Tolong jelaskan, berdasarkan teks tentang aturan blokir IMEI, mengapa pembahasan dalam pertemuan itu disebut berlangsung sangat konstruktif.

KUTIPAN TERPILIH:
────────────────────
Search
Jumat 25 Oktober 2024
  • :
  • :

Aturan Blokir IMEI Rugikan Konsumen

MAJALAH ICT – Jakarta. Menteri Perdagangan Gita Wiyawan baru saja memimpin rapat dengan Dirjen Penyelenggaraan Pos dan Informatika (PPI) Syukri Batubara, Direktur Utama Telkomsel Alex Sinaga, Direktur Utama Indosat Alexander Rusli, Direktur Utama XL Axiata Hasnul Suhaimi dan sejumlah pejabat Kementerian Kominfo, Kementerian Perdagangan, BRTI dan penyelenggara telekomunikasi.

Pertemuan tersebut pada intinya untuk sharing informasi dan mencari solusi konkret yang efektif dan efisien dalam upaya mengatasi masih maraknya perkembangan peredaran perangkat telekomunikasi yang ilegal. Pembahasan yang berlangsung sangat konstruktif, karena baik Kementerian Kominfo, Kementerian Perdagangan, penyelenggara telekomunikasi dan BRTI saling memahami bahwa masalah peredaran perangkat ilegal tersebut harus segera diatasi tidak hanya di hulu tetapi juga di hilirnya.
────────────────────
BAHAN YANG DIBERIKAN:

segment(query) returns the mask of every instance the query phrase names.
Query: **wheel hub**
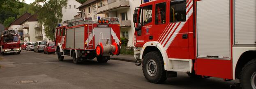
────────────────────
JAWABAN TUGAS: Pembahasan itu sangat konstruktif karena Kementerian Kominfo, Kementerian Perdagangan, penyelenggara telekomunikasi, dan BRTI saling memahami bahwa masalah peredaran perangkat ilegal harus segera diatasi, tidak hanya di hulu tetapi juga di hilirnya.